• _SELECTED PASSAGE_
((

Business Start-Up Guide

So, you want to own your own business. That’s great! Depending on how far along the planning phase you are, you can choose to make a strategic exit from your current job or you can continue doing your job while building your business. Here are some steps that can help you along the way:

Market Research

What’s the market like in terms of the cost to create your business and the demand for your product? You may think fried oats is a wonderful idea, but have you done a study to see how many people really like their oats fried? And what’s the competition like? Is there a huge corporation that specialises in boiled oats who will try to eat you raw – and won’t even bother to boil you a bit first? In other words, evaluate your potential competition; and measure their resources against yours. Research the monthly cost of your business.


Check out what’s available in your country when it comes to resources for small business. Is there a Small Business Association or an organisation that offers assistance to local businesses? You may be pleasantly surprised!

Create a Business Plan

This has to be done before going to any financial institution for a loan. In a nutshell, it should include who you wish to target and how you will meet your costs – inclusive of repaying the loan – and over time, how you will generate a profit. VIDEO ON BUSINESS PLAN CREATION HERE


Here is where the picture gets a bit bigger. You may wish to be a one-man show. That’s fine IF you can financially sustain it. There are many examples of small businesses run by one person with minimal support. But then, you may wish to have a larger operation and here is where investors come in. Your investors may be persons you know and can trust and who sign on the dotted line to become shareholders in your company. Or, you may go the route of applying to your local credit union for a loan, which you may pay back over time.

))

• _CHALLENGE A_
Quote the entries exactly, starting with the line containing "Q: Give the pixel coordinates of a point on the wire" and continuing through the end of the entries.

Stored dataset items:

((

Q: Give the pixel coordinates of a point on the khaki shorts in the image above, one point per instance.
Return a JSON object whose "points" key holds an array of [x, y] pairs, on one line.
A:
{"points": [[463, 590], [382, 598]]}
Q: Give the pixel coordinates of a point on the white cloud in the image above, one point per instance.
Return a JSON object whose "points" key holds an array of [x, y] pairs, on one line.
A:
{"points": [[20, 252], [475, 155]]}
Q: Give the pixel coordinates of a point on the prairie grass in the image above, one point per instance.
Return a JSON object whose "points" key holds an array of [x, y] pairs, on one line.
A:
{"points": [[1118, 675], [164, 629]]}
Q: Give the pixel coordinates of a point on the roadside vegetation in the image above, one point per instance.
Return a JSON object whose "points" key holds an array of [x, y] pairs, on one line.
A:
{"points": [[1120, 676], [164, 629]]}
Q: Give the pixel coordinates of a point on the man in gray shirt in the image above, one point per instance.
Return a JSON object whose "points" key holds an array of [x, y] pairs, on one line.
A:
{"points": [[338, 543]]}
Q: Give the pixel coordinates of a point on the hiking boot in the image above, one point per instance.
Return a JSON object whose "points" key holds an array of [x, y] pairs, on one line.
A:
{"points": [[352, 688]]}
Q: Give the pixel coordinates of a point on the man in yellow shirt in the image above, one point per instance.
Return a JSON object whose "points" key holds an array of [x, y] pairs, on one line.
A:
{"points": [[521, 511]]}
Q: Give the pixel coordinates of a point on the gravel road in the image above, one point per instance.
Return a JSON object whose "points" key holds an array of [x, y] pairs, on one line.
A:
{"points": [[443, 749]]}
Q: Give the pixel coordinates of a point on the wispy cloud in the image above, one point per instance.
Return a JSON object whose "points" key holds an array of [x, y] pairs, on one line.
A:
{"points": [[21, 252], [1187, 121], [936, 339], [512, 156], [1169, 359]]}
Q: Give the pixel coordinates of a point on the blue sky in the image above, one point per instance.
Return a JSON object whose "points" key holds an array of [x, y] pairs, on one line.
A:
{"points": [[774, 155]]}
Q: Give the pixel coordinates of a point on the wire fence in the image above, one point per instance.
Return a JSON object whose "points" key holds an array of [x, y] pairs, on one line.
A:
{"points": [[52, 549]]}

))

• _CHALLENGE B_
Decide whether each statement agrees with the business start-up guide. For each, answer yes or no and quote the deciding words from the guide.
(i) The guide says a business plan should be prepared before going to a financial institution for a loan.
(ii) The guide says a business cannot be run by one person.
(iii) The guide mentions applying to a local credit union for a loan as one option.

• _CORRECT RESPONSE A_
Q: Give the pixel coordinates of a point on the wire fence in the image above, one point per instance.
Return a JSON object whose "points" key holds an array of [x, y] pairs, on one line.
A:
{"points": [[52, 549]]}

• _CORRECT RESPONSE B_
(i) Yes: "This has to be done before going to any financial institution for a loan."
(ii) No: "That’s fine IF you can financially sustain it."
(iii) Yes: "you may go the route of applying to your local credit union for a loan"